◆ **What this task involves**:
Convert every row below into a JSON array of strings, with one string per line and no blank lines.

◆ **Data supplied**:
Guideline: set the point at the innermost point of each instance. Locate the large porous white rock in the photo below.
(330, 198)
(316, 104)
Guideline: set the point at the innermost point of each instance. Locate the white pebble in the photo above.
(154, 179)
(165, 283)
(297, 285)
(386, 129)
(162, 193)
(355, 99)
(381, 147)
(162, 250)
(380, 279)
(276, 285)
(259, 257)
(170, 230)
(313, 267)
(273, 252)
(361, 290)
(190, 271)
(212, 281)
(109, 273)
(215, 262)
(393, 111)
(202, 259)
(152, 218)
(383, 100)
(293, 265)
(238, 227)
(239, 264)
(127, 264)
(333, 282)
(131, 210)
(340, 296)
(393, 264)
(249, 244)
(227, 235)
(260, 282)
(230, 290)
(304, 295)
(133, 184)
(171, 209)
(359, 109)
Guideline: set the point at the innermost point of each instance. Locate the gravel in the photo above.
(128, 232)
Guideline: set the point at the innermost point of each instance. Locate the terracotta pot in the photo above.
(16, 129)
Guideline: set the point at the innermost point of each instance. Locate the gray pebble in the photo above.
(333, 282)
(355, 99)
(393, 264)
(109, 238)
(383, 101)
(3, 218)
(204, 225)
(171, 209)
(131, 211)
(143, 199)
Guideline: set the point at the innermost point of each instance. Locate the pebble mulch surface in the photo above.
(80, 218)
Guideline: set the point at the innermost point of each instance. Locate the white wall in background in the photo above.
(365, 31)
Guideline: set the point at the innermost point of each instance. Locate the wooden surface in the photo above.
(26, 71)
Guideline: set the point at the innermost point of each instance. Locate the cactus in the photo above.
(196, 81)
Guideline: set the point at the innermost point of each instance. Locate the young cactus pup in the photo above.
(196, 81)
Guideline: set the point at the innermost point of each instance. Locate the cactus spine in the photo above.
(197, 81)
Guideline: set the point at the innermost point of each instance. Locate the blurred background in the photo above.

◆ **Problem solution**:
[
  "Guideline: set the point at the innermost point of each instance. Locate the large porous white rock in the photo below.",
  "(330, 198)",
  "(316, 104)",
  "Guideline: set the point at the innermost point of each instance. Locate the white pebble in the photo above.",
  "(154, 179)",
  "(165, 283)",
  "(297, 285)",
  "(386, 129)",
  "(162, 193)",
  "(355, 99)",
  "(381, 147)",
  "(162, 250)",
  "(380, 279)",
  "(276, 285)",
  "(259, 257)",
  "(170, 230)",
  "(313, 267)",
  "(273, 252)",
  "(361, 290)",
  "(190, 271)",
  "(212, 281)",
  "(109, 273)",
  "(215, 262)",
  "(393, 111)",
  "(202, 259)",
  "(152, 218)",
  "(383, 100)",
  "(293, 265)",
  "(238, 227)",
  "(239, 264)",
  "(127, 264)",
  "(333, 282)",
  "(131, 210)",
  "(340, 296)",
  "(393, 264)",
  "(249, 244)",
  "(227, 235)",
  "(260, 282)",
  "(230, 290)",
  "(304, 295)",
  "(133, 184)",
  "(171, 209)",
  "(359, 109)",
  "Guideline: set the point at the innermost point of each instance. Locate the gravel in the photo above.",
  "(128, 232)",
  "Guideline: set the point at the innermost point of each instance. Locate the terracotta pot in the photo above.",
  "(16, 129)",
  "Guideline: set the point at the innermost point of each instance. Locate the gray pebble in the photo above.",
  "(333, 282)",
  "(355, 99)",
  "(393, 264)",
  "(109, 238)",
  "(383, 101)",
  "(3, 218)",
  "(204, 225)",
  "(171, 209)",
  "(131, 211)",
  "(143, 199)",
  "Guideline: set the point at the innermost point of each instance. Locate the pebble mulch surface in the photo above.",
  "(80, 218)",
  "Guideline: set the point at the innermost point of each instance. Locate the white wall in background in the photo above.",
  "(365, 31)",
  "Guideline: set the point at the innermost point of each instance. Locate the wooden surface in the photo above.",
  "(26, 71)",
  "Guideline: set the point at the innermost point of each instance. Locate the cactus in the photo above.",
  "(196, 81)",
  "Guideline: set the point at the innermost point of each instance. Locate the young cactus pup in the photo above.",
  "(196, 81)",
  "Guideline: set the point at the innermost point of each instance. Locate the cactus spine in the photo above.",
  "(197, 81)",
  "Guideline: set the point at the innermost point of each instance. Locate the blurred background in the photo above."
]